__What you are asked to do__
Each line from the one that contains "Task: Indicate the washer glass" to the end of the material must be quoted exactly; include both end lines and nothing else.

Object point labels:
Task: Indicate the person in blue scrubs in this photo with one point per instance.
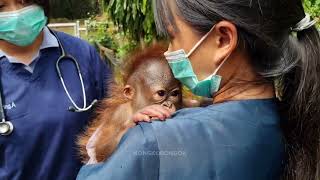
(42, 145)
(233, 51)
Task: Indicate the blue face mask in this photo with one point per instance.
(182, 70)
(23, 26)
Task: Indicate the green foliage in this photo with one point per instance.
(102, 30)
(134, 17)
(73, 9)
(313, 7)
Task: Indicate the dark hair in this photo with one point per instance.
(277, 54)
(45, 4)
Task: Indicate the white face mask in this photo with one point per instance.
(23, 26)
(182, 70)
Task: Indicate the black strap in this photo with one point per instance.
(2, 116)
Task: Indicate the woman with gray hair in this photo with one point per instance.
(259, 61)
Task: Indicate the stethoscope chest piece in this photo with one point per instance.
(6, 128)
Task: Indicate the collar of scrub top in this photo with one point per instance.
(49, 41)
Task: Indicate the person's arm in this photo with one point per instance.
(103, 73)
(136, 158)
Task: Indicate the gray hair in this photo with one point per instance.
(264, 29)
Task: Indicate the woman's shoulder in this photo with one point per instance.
(233, 123)
(253, 111)
(239, 136)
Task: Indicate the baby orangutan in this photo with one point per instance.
(148, 81)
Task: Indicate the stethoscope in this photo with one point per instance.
(6, 127)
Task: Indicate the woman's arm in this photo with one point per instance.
(134, 158)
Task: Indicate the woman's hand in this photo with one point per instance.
(151, 113)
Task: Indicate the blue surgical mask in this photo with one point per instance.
(182, 70)
(23, 26)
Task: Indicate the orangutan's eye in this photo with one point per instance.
(161, 93)
(175, 93)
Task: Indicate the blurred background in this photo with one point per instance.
(115, 27)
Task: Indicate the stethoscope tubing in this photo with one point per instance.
(6, 127)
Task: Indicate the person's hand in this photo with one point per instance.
(151, 113)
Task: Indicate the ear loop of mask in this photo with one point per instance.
(200, 42)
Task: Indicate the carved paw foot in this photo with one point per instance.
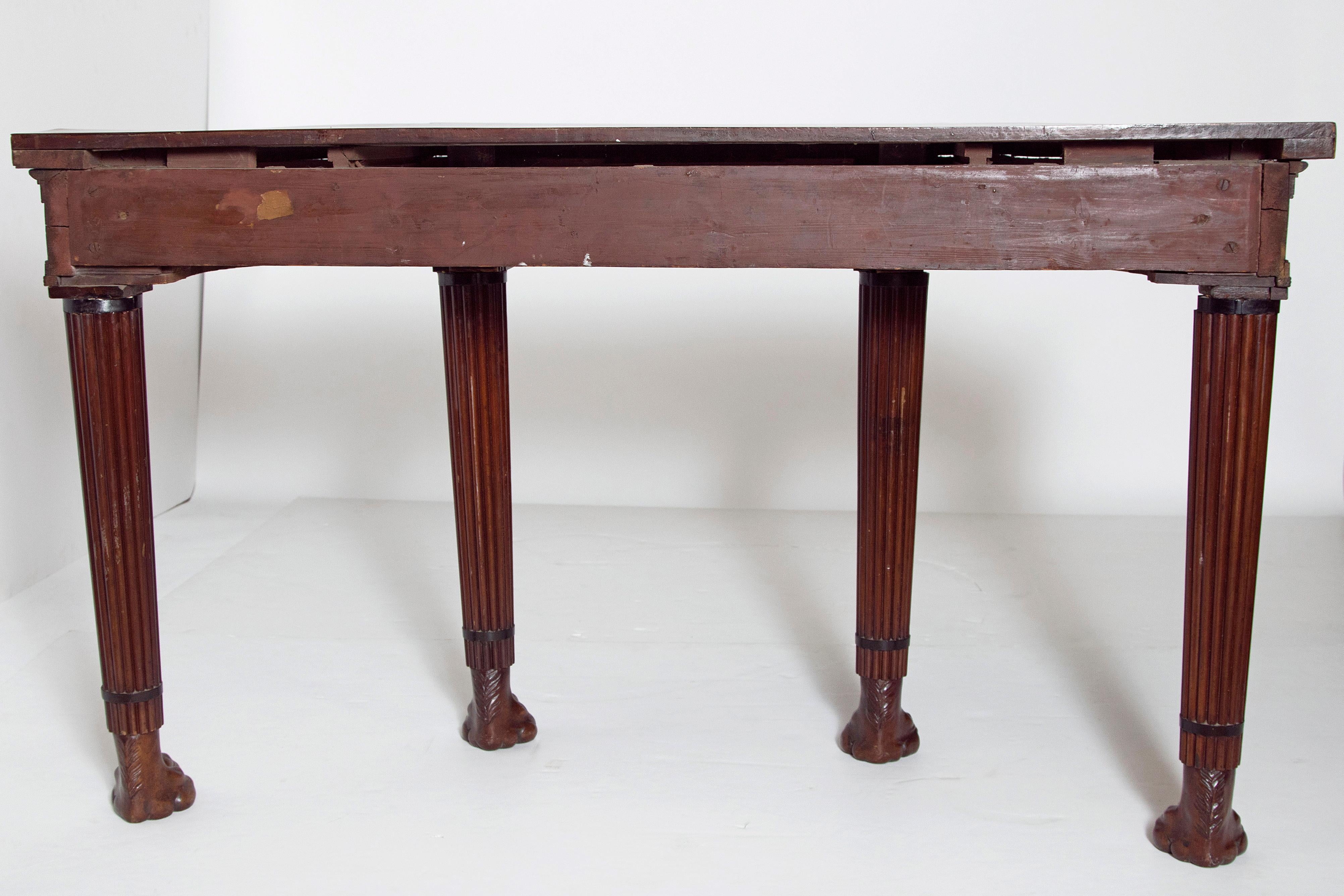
(879, 731)
(496, 719)
(1202, 829)
(150, 785)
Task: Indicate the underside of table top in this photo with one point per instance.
(1205, 203)
(1271, 140)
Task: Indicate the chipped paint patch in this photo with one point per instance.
(243, 202)
(275, 203)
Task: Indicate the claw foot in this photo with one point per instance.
(496, 719)
(879, 731)
(148, 784)
(1202, 829)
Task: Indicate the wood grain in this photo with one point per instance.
(1304, 139)
(476, 362)
(1230, 399)
(108, 378)
(892, 336)
(986, 217)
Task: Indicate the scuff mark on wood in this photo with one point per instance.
(275, 203)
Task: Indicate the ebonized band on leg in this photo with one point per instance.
(135, 696)
(892, 328)
(1230, 397)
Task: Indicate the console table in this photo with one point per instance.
(1201, 206)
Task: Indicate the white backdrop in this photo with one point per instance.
(87, 65)
(1045, 391)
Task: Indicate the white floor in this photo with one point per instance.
(690, 672)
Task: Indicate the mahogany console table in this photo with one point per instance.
(1202, 206)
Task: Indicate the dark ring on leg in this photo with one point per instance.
(893, 279)
(471, 276)
(1212, 731)
(878, 644)
(101, 305)
(132, 696)
(1210, 305)
(496, 634)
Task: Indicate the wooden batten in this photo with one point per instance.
(932, 217)
(226, 158)
(1109, 154)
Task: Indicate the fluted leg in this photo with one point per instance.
(1230, 398)
(108, 378)
(476, 360)
(892, 331)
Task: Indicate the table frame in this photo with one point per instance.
(1190, 205)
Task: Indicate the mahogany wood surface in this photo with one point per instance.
(108, 379)
(1229, 437)
(893, 307)
(476, 363)
(1193, 205)
(1316, 136)
(1187, 217)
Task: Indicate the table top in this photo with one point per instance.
(1289, 140)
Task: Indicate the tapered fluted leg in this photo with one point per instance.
(476, 360)
(892, 331)
(108, 378)
(1230, 397)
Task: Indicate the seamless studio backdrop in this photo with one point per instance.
(689, 669)
(1046, 393)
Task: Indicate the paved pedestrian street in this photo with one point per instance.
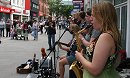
(13, 53)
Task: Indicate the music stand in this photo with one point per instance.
(53, 50)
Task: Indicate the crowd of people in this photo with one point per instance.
(97, 31)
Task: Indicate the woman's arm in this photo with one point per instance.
(102, 51)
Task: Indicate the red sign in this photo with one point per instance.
(5, 9)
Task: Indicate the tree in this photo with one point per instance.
(55, 6)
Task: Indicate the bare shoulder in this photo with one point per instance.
(105, 36)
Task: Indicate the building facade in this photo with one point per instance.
(41, 10)
(46, 8)
(123, 12)
(34, 9)
(5, 9)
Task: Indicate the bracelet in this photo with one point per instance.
(82, 39)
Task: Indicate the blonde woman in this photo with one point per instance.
(102, 55)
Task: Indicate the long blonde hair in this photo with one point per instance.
(105, 13)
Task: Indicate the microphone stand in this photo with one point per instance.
(53, 50)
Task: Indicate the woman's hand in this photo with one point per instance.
(79, 55)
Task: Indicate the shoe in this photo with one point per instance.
(48, 49)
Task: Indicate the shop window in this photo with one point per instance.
(116, 2)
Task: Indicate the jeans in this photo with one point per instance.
(51, 40)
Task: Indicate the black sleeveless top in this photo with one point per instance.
(90, 51)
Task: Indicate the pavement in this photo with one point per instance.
(13, 53)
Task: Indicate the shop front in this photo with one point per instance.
(5, 12)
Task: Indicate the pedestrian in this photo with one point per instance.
(51, 31)
(8, 27)
(35, 30)
(101, 55)
(2, 27)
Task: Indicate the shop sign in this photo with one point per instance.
(5, 1)
(5, 9)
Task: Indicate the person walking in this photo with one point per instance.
(51, 31)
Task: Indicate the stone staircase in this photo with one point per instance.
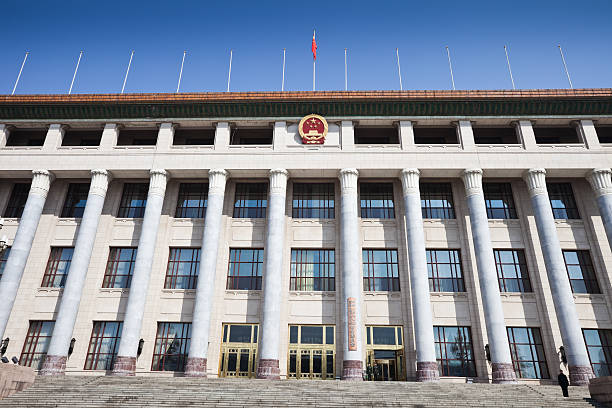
(88, 391)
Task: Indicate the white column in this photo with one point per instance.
(352, 277)
(563, 299)
(427, 366)
(501, 362)
(22, 244)
(269, 341)
(125, 363)
(200, 328)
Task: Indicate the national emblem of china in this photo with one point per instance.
(313, 129)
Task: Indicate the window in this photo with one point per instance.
(499, 201)
(377, 200)
(74, 206)
(444, 270)
(312, 270)
(437, 200)
(245, 268)
(119, 268)
(57, 267)
(380, 270)
(562, 201)
(36, 344)
(313, 200)
(17, 200)
(527, 352)
(192, 201)
(183, 267)
(454, 351)
(512, 273)
(251, 200)
(599, 346)
(103, 345)
(133, 200)
(581, 272)
(171, 346)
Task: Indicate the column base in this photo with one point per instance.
(195, 367)
(352, 370)
(54, 365)
(427, 371)
(580, 375)
(267, 369)
(124, 367)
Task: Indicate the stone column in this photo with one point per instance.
(501, 362)
(200, 328)
(427, 366)
(563, 299)
(57, 354)
(352, 277)
(125, 363)
(20, 250)
(269, 342)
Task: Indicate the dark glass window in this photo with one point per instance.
(512, 273)
(581, 272)
(377, 200)
(192, 201)
(133, 200)
(454, 351)
(562, 201)
(312, 270)
(103, 345)
(245, 268)
(437, 200)
(57, 267)
(171, 346)
(499, 201)
(444, 269)
(313, 200)
(74, 206)
(527, 352)
(380, 270)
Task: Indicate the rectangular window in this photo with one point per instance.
(133, 200)
(527, 352)
(103, 345)
(437, 200)
(36, 344)
(512, 271)
(119, 268)
(499, 201)
(599, 346)
(171, 346)
(74, 206)
(251, 200)
(183, 268)
(377, 200)
(245, 267)
(57, 267)
(313, 200)
(312, 270)
(444, 269)
(581, 272)
(454, 351)
(380, 270)
(562, 201)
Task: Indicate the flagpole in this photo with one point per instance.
(20, 70)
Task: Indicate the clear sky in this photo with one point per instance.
(107, 30)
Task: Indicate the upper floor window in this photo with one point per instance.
(377, 200)
(313, 200)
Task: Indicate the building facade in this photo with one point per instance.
(412, 235)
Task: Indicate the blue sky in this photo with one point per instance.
(55, 31)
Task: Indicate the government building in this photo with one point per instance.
(460, 236)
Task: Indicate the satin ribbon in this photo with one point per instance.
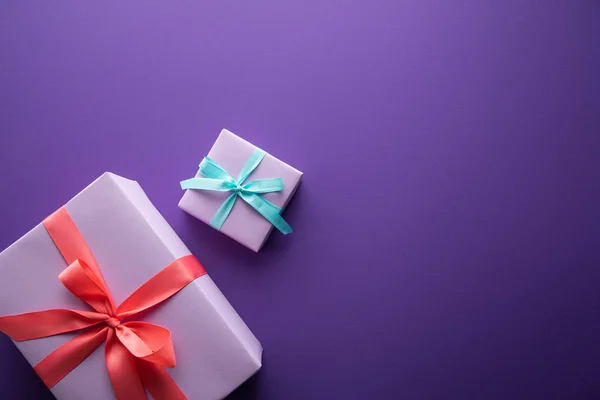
(136, 352)
(217, 179)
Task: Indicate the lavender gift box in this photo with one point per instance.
(244, 224)
(131, 241)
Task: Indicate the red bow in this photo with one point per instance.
(136, 352)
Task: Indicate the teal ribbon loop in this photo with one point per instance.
(217, 179)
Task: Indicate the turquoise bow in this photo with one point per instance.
(219, 180)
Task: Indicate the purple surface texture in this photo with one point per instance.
(446, 232)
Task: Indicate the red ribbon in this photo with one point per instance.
(136, 352)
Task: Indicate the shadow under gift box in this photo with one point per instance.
(244, 224)
(131, 242)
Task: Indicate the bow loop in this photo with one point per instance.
(217, 179)
(85, 283)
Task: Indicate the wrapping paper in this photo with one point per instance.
(131, 241)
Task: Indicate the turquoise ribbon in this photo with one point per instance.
(217, 179)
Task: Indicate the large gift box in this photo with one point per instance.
(236, 169)
(212, 351)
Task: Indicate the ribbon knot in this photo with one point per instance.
(136, 352)
(217, 179)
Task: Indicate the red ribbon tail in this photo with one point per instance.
(158, 382)
(63, 360)
(41, 324)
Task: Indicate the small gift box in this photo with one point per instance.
(235, 168)
(162, 325)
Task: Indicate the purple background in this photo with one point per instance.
(446, 232)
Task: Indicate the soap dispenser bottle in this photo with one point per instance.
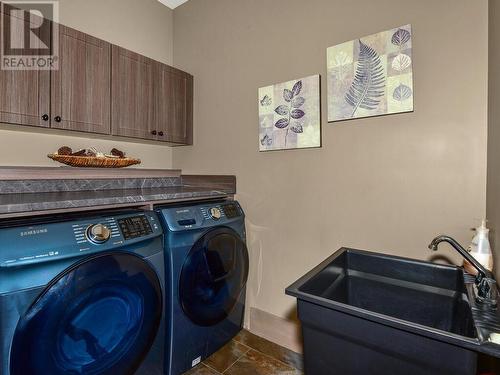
(480, 249)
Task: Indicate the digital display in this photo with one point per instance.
(231, 210)
(133, 227)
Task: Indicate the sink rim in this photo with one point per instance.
(435, 333)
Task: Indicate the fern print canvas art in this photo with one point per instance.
(289, 115)
(371, 76)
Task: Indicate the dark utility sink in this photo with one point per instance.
(365, 312)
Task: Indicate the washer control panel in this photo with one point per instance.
(135, 226)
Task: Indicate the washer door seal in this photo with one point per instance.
(213, 276)
(99, 316)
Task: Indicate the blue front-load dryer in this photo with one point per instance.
(82, 295)
(207, 265)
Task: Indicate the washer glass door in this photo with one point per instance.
(213, 276)
(99, 316)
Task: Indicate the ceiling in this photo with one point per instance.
(172, 4)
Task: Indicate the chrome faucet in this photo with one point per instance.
(485, 282)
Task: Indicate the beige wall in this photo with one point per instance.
(387, 184)
(493, 190)
(144, 26)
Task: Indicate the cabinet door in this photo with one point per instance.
(132, 95)
(24, 94)
(81, 87)
(175, 105)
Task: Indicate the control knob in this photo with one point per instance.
(98, 233)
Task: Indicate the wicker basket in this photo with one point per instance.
(94, 162)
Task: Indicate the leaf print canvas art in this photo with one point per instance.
(289, 115)
(371, 76)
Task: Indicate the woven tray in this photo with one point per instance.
(94, 162)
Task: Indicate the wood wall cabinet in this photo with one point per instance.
(150, 100)
(81, 87)
(24, 94)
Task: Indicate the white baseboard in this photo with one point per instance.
(281, 331)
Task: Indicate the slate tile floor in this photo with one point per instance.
(248, 354)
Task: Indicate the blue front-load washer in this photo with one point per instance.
(82, 295)
(207, 265)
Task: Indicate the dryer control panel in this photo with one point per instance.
(202, 216)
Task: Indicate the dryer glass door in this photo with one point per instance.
(100, 316)
(213, 276)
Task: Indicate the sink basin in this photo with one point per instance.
(424, 293)
(371, 313)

__Solution to this problem__
Task: Indicate the washer glass door in this photo with one point per instance.
(213, 276)
(99, 316)
Task: Indicate the ceiling in this photo with one point per instance.
(172, 4)
Task: Indicate the chrome faucet in this photo with one point per instance.
(485, 282)
Task: Indicate the beige wall in this photo with one point per instance.
(387, 184)
(493, 190)
(144, 26)
Task: Indicate the cabinet door in this photo with one point per instance.
(132, 95)
(24, 94)
(81, 87)
(175, 105)
Task: Indicate the control knob in this photo with one point per instance.
(98, 233)
Task: Indicate the wicker basket in this photo with one point per instance.
(94, 162)
Task: Indicate the leaf print canvas art in this photo with one point per instance.
(289, 115)
(371, 76)
Task: Indicate the woven tray in this photo with one point per instance.
(94, 162)
Task: Indicate the wood wall cabinet in this photo with one point per instance.
(150, 100)
(81, 87)
(24, 94)
Task: Indicate the white baseboard in this photo with one point per instance.
(281, 331)
Task: Indicate the slate tile floor in this photo with one point per instance.
(248, 354)
Task: Indicate the blue front-load washer in this photo with one point per instance.
(82, 295)
(207, 265)
Task: Indicate the dryer control panel in this photo with one point per instance.
(202, 216)
Task: Indicate the dryer glass door in this photo with one point per instance.
(100, 316)
(213, 276)
Task: Indicate the sink basin in this photo with one point per instance.
(424, 293)
(371, 313)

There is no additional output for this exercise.